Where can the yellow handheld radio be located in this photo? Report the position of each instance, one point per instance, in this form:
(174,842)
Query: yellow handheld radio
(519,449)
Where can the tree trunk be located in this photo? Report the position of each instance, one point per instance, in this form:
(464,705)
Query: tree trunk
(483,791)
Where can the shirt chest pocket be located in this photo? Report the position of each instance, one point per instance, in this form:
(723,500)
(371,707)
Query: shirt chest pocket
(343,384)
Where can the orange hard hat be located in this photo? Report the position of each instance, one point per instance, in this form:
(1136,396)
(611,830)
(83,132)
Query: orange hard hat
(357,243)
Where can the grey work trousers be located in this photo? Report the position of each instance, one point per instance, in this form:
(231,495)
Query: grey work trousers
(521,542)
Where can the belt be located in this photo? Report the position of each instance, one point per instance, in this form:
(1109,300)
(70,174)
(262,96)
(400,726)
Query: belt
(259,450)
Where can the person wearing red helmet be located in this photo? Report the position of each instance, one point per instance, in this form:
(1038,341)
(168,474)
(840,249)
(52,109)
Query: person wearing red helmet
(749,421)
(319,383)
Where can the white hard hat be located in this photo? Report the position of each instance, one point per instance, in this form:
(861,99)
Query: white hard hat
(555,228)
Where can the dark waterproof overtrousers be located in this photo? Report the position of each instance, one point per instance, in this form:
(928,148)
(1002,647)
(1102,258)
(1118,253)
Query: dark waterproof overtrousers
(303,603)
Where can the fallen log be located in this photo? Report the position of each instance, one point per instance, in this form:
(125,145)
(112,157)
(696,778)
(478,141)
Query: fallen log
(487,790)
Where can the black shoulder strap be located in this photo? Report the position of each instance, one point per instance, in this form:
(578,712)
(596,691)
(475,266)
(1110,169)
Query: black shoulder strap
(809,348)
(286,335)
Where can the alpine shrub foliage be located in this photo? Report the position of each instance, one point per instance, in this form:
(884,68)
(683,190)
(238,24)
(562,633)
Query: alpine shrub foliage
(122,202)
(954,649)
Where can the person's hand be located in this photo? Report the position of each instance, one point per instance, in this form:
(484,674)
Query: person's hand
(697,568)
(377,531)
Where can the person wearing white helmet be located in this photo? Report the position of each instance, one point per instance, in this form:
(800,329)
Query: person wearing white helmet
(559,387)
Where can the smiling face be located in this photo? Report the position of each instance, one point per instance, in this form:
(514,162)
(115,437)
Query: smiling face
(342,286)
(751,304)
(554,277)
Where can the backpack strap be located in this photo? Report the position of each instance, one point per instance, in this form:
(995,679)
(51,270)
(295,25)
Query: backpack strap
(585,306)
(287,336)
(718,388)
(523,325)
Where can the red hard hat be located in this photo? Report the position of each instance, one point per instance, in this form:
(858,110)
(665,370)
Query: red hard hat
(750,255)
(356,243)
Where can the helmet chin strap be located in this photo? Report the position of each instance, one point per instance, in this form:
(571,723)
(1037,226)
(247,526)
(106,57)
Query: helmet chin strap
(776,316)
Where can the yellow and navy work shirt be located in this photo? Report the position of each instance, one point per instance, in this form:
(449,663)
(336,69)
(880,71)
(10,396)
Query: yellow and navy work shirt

▸ **Job**
Please copy out all of the data above word for word, with no changes.

▸ **Reply**
Where can the yellow handheld radio be located in this photo? Report the position of each instance, one point per instance, in this form:
(174,842)
Query: yellow handheld radio
(519,449)
Where can the tree trunk be located in this photo? Report the position of each instance, one point per instance, in this form:
(464,705)
Query: tree trunk
(483,791)
Where can the shirt chest pocket be located in this photo? Report the position of each instance, one point per instance, in this form:
(723,500)
(371,707)
Query: shirt chest pocket
(343,384)
Where can the orange hard hat be located in this photo? Report the position of each instance, one point per instance, in this form:
(1136,396)
(611,830)
(83,132)
Query: orange hard hat
(357,243)
Where can the grey work trousers be located in this photo? Report the position of each instance, one point per instance, in this form:
(231,495)
Query: grey work trousers
(521,542)
Where can the belt be located in this photo? Report the position of each instance, one point per instance, in this form:
(1109,300)
(70,174)
(262,96)
(400,726)
Query: belt
(259,450)
Where can the person wearing red helmet be located in this photo? Report the position of each instance, one point per instance, in this form:
(1038,341)
(168,474)
(840,249)
(52,109)
Query: person wearing red helmet
(749,421)
(319,383)
Where can the white hard hat be located in this photo? Report the position of each instance, one point per instance, in this form:
(861,99)
Query: white hard hat
(555,228)
Where can the dark waterproof overtrousers be located in this photo? Report the position of each instance, one point per instance, in this form:
(928,148)
(1002,647)
(1102,258)
(1118,253)
Query: dark waterproof overtrousers
(303,603)
Where can the fallen log be located in this photo? Report the position of each instance, one point per instance, in this form:
(125,145)
(112,157)
(696,778)
(478,141)
Query: fallen log
(487,790)
Where can the black shoulder strap be located in this photo? Report the position of each instance, one point per instance, in this form:
(578,712)
(596,691)
(475,266)
(1110,169)
Query: black shoulder strap
(809,348)
(286,335)
Where can the alpine shrub foliage be located in this photo? Report the position of each instance, one point per instance, in this form:
(884,68)
(683,190)
(238,24)
(562,633)
Query: alpine shrub foliage
(122,202)
(954,649)
Where can the person's hand be located in this photo? Report the position of each instance, one point per instance, in this form:
(484,674)
Query: person's hand
(697,568)
(377,531)
Where can the person wearing white helmet be located in this photo? Report the position of each instance, one point per instance, in this form:
(800,329)
Query: person wearing white helmet
(559,387)
Where can the smiling face be located in this photo? Report the position of each instance, one point per instance, in this form:
(514,162)
(115,437)
Query: smiling face
(342,286)
(751,304)
(554,277)
Where can the backpack strap be located in this photo? Report the position of each instance, one point per instance, in this form:
(995,679)
(51,270)
(295,25)
Query: backpack strap
(585,306)
(287,336)
(718,388)
(523,325)
Where can the red hard hat be located in this photo? Report the position of each instance, one point per instance, in this form:
(858,110)
(665,370)
Query: red hard hat
(750,255)
(356,243)
Where can the helmet chin strap be located in this photo? Report the position of each instance, one point per instance, in this form:
(571,723)
(1037,226)
(247,526)
(106,57)
Query: helmet chin strap
(776,316)
Where can the yellow and navy work shirt be located in this photo? Report the position of each instance, one point per instance, in this form:
(449,663)
(336,69)
(880,71)
(10,396)
Query: yellow and navy work shirt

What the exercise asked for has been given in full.